### TASK REQUIREMENTS
For the word "before", search the records and show each line in which it occurs.

== Segment start ==

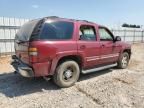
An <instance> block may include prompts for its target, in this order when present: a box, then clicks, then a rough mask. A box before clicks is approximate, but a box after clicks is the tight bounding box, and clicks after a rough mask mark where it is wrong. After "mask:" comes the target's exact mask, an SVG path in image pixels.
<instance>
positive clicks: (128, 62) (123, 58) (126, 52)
mask: <svg viewBox="0 0 144 108" xmlns="http://www.w3.org/2000/svg"><path fill="white" fill-rule="evenodd" d="M129 59H130V57H129V54H128V53H127V52H124V53H123V54H122V55H121V57H120V59H119V61H118V68H121V69H125V68H127V66H128V63H129Z"/></svg>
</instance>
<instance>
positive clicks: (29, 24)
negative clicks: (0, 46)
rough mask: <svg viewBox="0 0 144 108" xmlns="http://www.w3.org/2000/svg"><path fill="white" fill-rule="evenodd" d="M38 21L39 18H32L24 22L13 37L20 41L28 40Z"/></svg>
mask: <svg viewBox="0 0 144 108" xmlns="http://www.w3.org/2000/svg"><path fill="white" fill-rule="evenodd" d="M38 21H39V20H34V21H30V22H28V23H26V24H24V25H23V26H22V27H21V28H20V30H19V31H18V32H17V34H16V37H15V39H16V40H20V41H29V39H30V36H31V34H32V32H33V29H34V27H35V26H36V24H37V23H38Z"/></svg>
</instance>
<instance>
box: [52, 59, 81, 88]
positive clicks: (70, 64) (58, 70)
mask: <svg viewBox="0 0 144 108" xmlns="http://www.w3.org/2000/svg"><path fill="white" fill-rule="evenodd" d="M79 74H80V69H79V65H78V64H77V63H76V62H75V61H72V60H69V61H65V62H62V63H61V64H60V65H58V67H57V68H56V72H55V74H54V76H53V79H54V82H55V83H56V84H57V85H58V86H60V87H70V86H72V85H74V84H75V82H77V80H78V79H79Z"/></svg>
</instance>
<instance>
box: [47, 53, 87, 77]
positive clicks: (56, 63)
mask: <svg viewBox="0 0 144 108" xmlns="http://www.w3.org/2000/svg"><path fill="white" fill-rule="evenodd" d="M66 60H74V61H75V62H77V63H78V65H79V67H80V69H82V67H83V65H84V64H83V62H84V61H83V58H82V57H81V56H79V55H65V56H61V57H59V58H55V60H53V61H52V65H51V69H50V70H51V71H50V73H49V75H53V74H54V73H55V69H56V68H57V66H58V65H59V64H60V63H62V62H64V61H66Z"/></svg>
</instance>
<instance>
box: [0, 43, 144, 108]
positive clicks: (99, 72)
mask: <svg viewBox="0 0 144 108" xmlns="http://www.w3.org/2000/svg"><path fill="white" fill-rule="evenodd" d="M132 53H133V54H132V59H131V62H130V65H129V67H128V69H124V70H120V69H116V68H115V69H108V70H105V71H100V72H96V73H92V74H88V75H82V76H81V77H80V80H79V82H78V83H76V85H75V86H73V87H70V88H66V89H60V88H58V87H57V86H55V85H54V84H53V83H52V81H48V82H46V81H45V80H43V79H42V78H38V79H27V78H23V77H21V76H20V75H15V74H13V68H12V67H11V66H10V65H9V62H10V58H0V63H1V65H0V108H97V107H98V108H101V107H106V108H121V107H122V108H128V107H130V108H144V44H134V45H133V47H132Z"/></svg>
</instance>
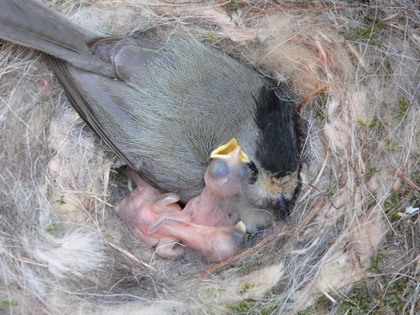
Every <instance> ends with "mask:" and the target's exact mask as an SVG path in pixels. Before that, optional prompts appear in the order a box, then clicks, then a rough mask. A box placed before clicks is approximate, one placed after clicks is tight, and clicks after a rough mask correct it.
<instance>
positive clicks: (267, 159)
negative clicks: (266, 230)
mask: <svg viewBox="0 0 420 315" xmlns="http://www.w3.org/2000/svg"><path fill="white" fill-rule="evenodd" d="M0 38H3V39H6V40H10V41H13V42H15V43H18V44H21V45H25V46H29V47H32V48H34V49H37V50H40V51H43V52H44V53H46V54H48V55H49V59H50V62H51V63H50V64H51V67H52V69H53V70H54V72H55V73H56V75H57V77H58V79H59V80H60V81H61V83H62V84H63V86H64V88H65V90H66V92H67V94H68V96H69V99H70V101H71V103H72V105H73V106H74V108H75V109H76V110H77V111H78V113H79V114H80V116H81V117H82V118H83V119H84V120H85V121H86V122H87V123H88V124H89V125H90V126H91V127H92V128H93V129H94V130H95V131H96V132H97V133H98V134H99V136H100V137H101V138H102V139H103V140H104V141H105V142H106V143H107V144H108V145H109V146H110V147H111V148H112V149H113V150H114V151H115V152H116V153H117V154H118V155H119V156H120V157H121V158H122V159H123V160H124V161H125V162H126V163H127V164H128V165H130V166H131V167H132V168H134V169H135V170H136V171H138V172H139V173H140V174H141V175H142V176H143V177H144V178H145V179H146V180H147V181H148V182H150V183H152V184H153V185H155V186H156V187H158V188H159V189H161V190H162V191H167V192H174V193H177V194H180V196H181V200H182V201H184V202H185V201H187V200H189V199H190V198H191V197H193V196H196V195H197V194H199V192H200V191H201V190H202V188H203V187H204V180H203V175H204V172H205V169H206V166H207V165H208V157H209V154H210V152H211V151H212V150H214V149H215V148H216V147H218V146H219V145H221V144H223V143H226V142H227V141H228V140H230V139H231V138H232V137H236V138H237V139H238V142H239V144H240V145H241V147H242V148H243V150H244V151H245V152H246V154H247V155H248V156H249V157H250V159H251V160H252V161H253V162H254V163H255V169H256V170H257V171H258V174H259V175H258V176H259V177H258V178H256V180H255V181H253V182H252V183H249V184H248V185H245V186H246V187H244V196H246V198H245V199H247V201H244V200H241V202H240V203H239V204H238V206H237V207H239V208H240V207H243V208H247V209H248V212H249V209H252V208H260V207H264V206H267V205H273V204H275V203H276V202H277V201H276V200H277V199H278V198H280V199H281V200H283V199H284V198H286V199H287V200H289V199H290V198H292V196H293V194H294V192H295V191H296V189H295V188H296V186H297V177H298V175H296V174H297V172H296V171H297V169H298V163H297V148H296V147H297V145H296V135H295V130H294V123H293V117H292V116H293V115H292V109H290V108H291V107H290V106H289V105H290V104H289V103H291V101H290V98H289V97H288V95H286V96H285V95H279V96H274V98H275V102H283V100H282V99H281V98H282V97H283V98H285V102H286V103H287V104H286V105H283V104H281V106H283V107H280V108H279V107H278V106H277V104H274V105H276V106H277V107H275V106H273V105H270V104H269V105H267V104H265V103H266V102H265V101H264V100H263V101H262V102H261V98H262V97H263V98H265V94H267V93H271V94H273V95H277V94H279V90H275V86H274V84H273V83H272V82H271V81H269V80H267V79H266V78H264V77H263V76H262V75H260V74H259V73H257V72H256V71H254V70H252V69H250V68H248V67H246V66H244V65H242V64H241V63H239V62H237V61H236V60H234V59H232V58H231V57H229V56H226V55H225V54H224V53H223V52H221V51H218V50H215V49H213V48H210V47H207V46H205V45H203V44H202V43H200V42H198V41H197V40H196V39H194V38H192V37H190V36H185V35H184V36H179V35H173V36H170V37H168V38H165V39H163V40H162V39H159V40H157V39H150V38H137V39H135V38H97V36H96V35H94V34H92V33H91V32H89V31H87V30H84V29H81V28H79V27H77V26H75V25H74V24H73V23H71V22H70V21H68V20H67V19H66V18H64V17H62V16H60V15H59V14H57V13H55V12H53V11H51V10H49V9H47V8H45V7H44V6H42V5H40V4H38V3H36V2H33V1H28V0H14V1H8V0H3V1H1V2H0ZM267 91H269V92H267ZM271 91H272V92H271ZM280 92H281V91H280ZM274 93H275V94H274ZM271 94H270V95H271ZM259 102H260V103H262V104H263V106H265V107H267V106H268V107H270V106H271V109H270V110H274V111H279V110H280V111H281V113H280V114H281V115H277V116H276V115H275V114H274V115H271V114H264V115H261V111H262V110H265V107H261V106H260V108H258V104H259ZM258 111H260V113H259V114H258V115H257V112H258ZM259 117H265V118H264V119H265V120H266V119H268V120H269V119H270V117H280V118H279V119H281V120H282V121H274V122H273V121H267V122H266V121H265V120H264V121H261V119H260V121H258V119H259ZM267 117H268V118H267ZM273 119H274V118H273ZM276 119H277V118H276ZM272 124H275V128H274V129H273V128H271V127H268V128H265V127H264V126H265V125H267V126H272ZM270 128H271V129H270ZM264 130H266V131H264ZM273 130H274V131H273ZM267 133H270V134H267ZM272 133H273V134H272ZM274 133H276V134H274ZM283 137H284V138H283ZM276 139H283V140H282V141H279V142H278V144H290V145H288V146H287V148H286V149H287V150H288V151H290V152H286V153H284V152H283V151H284V150H283V147H281V146H280V147H279V146H278V145H277V146H276V147H278V148H276V149H275V150H274V151H273V154H274V155H275V156H274V157H271V156H270V152H265V153H264V154H261V153H258V150H259V148H261V147H264V148H265V150H267V145H268V150H270V146H271V144H272V143H273V141H276ZM290 149H291V150H290ZM276 154H277V155H276ZM277 156H278V159H279V160H278V161H277V160H276V159H277ZM260 157H262V158H260ZM261 159H263V160H261ZM273 161H274V164H273ZM264 165H270V168H271V169H270V171H267V170H265V169H264ZM272 165H274V168H275V167H277V166H278V170H277V169H275V170H274V171H273V167H272ZM285 175H287V176H289V175H290V176H292V178H293V180H294V182H296V183H295V184H293V185H289V186H290V187H289V188H287V189H283V188H281V187H279V189H275V191H278V192H282V193H281V194H279V193H277V192H276V193H273V192H269V191H268V188H267V187H266V185H267V178H271V177H273V176H274V177H276V176H277V177H278V176H285ZM283 195H284V196H286V197H284V198H283ZM271 199H273V200H274V201H273V200H271ZM281 207H287V205H286V203H284V202H283V201H281ZM285 211H287V209H285ZM264 213H265V211H264ZM257 221H258V220H257ZM262 221H264V222H265V221H267V220H266V219H263V220H262Z"/></svg>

== Segment end ==

### SOLUTION BELOW
An <instance> block may include prompts for its target, in this order when present: a box, then clicks, then a rough mask. A box before clicks is approximate, but a box after clicks is the tight bounding box, and clicks after a rough mask mark where it is wrong. After "mask:" comes the target's exact mask, an SVG path in image pixels.
Every <instance> ends with "mask:" and the target's exact mask as an SVG path in pixels. Before that, optional prompts appear in the order a box, then clicks, then a rough mask. A box placed before clicks is approximate, one placed after clicks is tight, and clicks after a rough mask correct it.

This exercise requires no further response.